> Exercise details: Retype the records that come next, word for word.

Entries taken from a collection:
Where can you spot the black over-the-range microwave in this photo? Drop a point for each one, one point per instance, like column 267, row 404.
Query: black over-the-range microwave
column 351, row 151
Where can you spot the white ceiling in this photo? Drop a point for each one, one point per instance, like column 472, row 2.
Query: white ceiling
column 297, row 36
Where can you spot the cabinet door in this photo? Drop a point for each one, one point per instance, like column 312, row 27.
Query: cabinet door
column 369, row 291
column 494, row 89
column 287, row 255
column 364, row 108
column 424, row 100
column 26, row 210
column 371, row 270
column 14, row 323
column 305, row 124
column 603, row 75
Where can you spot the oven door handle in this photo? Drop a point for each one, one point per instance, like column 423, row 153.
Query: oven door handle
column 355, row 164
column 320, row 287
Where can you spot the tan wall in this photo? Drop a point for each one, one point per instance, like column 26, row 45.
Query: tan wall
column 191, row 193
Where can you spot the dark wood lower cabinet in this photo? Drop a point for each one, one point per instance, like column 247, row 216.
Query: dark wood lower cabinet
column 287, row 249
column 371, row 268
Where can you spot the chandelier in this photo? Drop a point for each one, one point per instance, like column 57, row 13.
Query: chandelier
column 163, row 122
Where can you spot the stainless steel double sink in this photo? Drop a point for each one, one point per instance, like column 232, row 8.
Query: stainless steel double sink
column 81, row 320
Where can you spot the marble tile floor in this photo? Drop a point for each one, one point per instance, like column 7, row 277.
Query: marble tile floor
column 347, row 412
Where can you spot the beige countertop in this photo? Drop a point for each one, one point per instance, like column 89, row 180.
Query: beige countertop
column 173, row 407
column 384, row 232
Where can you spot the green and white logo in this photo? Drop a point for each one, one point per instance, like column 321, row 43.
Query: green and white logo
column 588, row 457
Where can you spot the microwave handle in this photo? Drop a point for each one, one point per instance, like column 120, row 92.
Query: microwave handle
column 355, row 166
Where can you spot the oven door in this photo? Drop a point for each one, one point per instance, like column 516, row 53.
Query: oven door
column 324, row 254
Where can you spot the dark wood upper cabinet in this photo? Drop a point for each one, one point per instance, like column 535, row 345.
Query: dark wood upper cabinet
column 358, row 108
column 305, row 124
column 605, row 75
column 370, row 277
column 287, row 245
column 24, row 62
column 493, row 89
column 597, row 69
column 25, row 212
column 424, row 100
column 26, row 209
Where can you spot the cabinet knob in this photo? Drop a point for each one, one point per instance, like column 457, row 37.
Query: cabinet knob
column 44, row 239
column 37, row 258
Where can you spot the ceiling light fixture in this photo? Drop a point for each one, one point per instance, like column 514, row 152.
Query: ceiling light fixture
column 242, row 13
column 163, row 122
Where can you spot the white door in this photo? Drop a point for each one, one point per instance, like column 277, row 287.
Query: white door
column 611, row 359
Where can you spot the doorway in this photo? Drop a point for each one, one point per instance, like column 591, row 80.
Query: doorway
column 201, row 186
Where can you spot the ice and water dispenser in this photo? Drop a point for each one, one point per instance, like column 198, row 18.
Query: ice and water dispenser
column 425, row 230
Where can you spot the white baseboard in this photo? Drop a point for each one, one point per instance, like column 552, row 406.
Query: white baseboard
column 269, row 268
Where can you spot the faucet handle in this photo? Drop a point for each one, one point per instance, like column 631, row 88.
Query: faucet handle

> Output for this task:
Where can you spot the black over-the-range microwave in this photo? Drop a point for each one, one point per instance, like column 267, row 404.
Query: black over-the-range microwave
column 351, row 151
Where can you spot the white ceiling in this photo? Drop a point for each one, one point per instance, like column 472, row 2.
Query: white ceiling
column 297, row 36
Where can you spot the cabinet door in this photo? Drop a point for each one, one point per instance, like column 312, row 27.
Query: cabinet door
column 369, row 291
column 494, row 89
column 287, row 255
column 364, row 108
column 424, row 100
column 26, row 210
column 371, row 270
column 14, row 323
column 305, row 124
column 603, row 75
Where can you spot the oven door handle in this photo? Drop a point for each one, one point per instance, like column 423, row 153.
Query: oven door handle
column 355, row 164
column 320, row 287
Where can you spot the tan wall in this photo? Drop a point for each one, one point per instance, like column 26, row 45.
Query: tan wall
column 191, row 193
Where can you spot the dark wood lower cabinet in this photo? Drop a point for each one, one point per instance, like column 247, row 216.
Query: dark wood lower cabinet
column 287, row 249
column 371, row 268
Where can you spot the chandelier in this photo? Drop a point for each one, one point per instance, like column 57, row 13.
Query: chandelier
column 163, row 122
Where can you spot the stainless steel double sink in this photo? Drop a point for each one, one point per instance, like column 232, row 8.
Query: stainless steel double sink
column 81, row 320
Where can you spot the marble tile floor in this photo? Drop a point for each one, one point per instance, like column 7, row 277.
Query: marble tile floor
column 347, row 412
Where can you spot the beige countertop in this photo? Drop a point for each one, one point per instance, like column 89, row 180.
Query: beige countertop
column 173, row 407
column 384, row 232
Where can you spot the green and white logo in this photo? Drop a point for each one, one point per instance, like column 321, row 43.
Query: green and white logo
column 588, row 457
Where can you spot the microwave handle in this photo? Drop a point for each one, one point per instance, like column 120, row 92.
Query: microwave handle
column 355, row 166
Where can you spot the oven door in this photo? Drop a point for each one, one point per instance, like column 516, row 53.
Query: oven door
column 324, row 254
Where can you spot the dark wood upper cabinet in this photo? Drop a point for each one, one point per instance, like column 535, row 345.
Query: dark wood upper cabinet
column 358, row 108
column 305, row 124
column 605, row 75
column 370, row 277
column 287, row 245
column 24, row 62
column 493, row 89
column 597, row 69
column 25, row 212
column 424, row 100
column 26, row 209
Where can you spot the cabinet knob in this photo? Drop a point for each one, one point per instance, like column 457, row 37.
Query: cabinet knob
column 44, row 239
column 37, row 258
Where can you spot the ceiling light fixture in this photo? Drop a point for each one, one point per instance, like column 514, row 152.
Query: ceiling light fixture
column 242, row 13
column 163, row 122
Where can you spot the white door in this photo? Drop a point for each one, one point per instance, like column 277, row 287.
Query: white door
column 611, row 359
Where can you spot the doorway in this photo? Drop a point for each one, one point per instance, like column 591, row 80.
Query: doorway
column 201, row 186
Where can you spot the ice and water dispenser in this photo? Drop a point for each one, one point per instance, like column 198, row 18.
Query: ice and water dispenser
column 425, row 230
Where can you spot the white baseboard in this photo? Drop a point for each one, one point per instance, like column 552, row 406.
Query: white baseboard
column 269, row 268
Where can you spot the faucet handle in this photo? Drop a point for each one, one point per instance, like column 631, row 88.
Query: faucet handle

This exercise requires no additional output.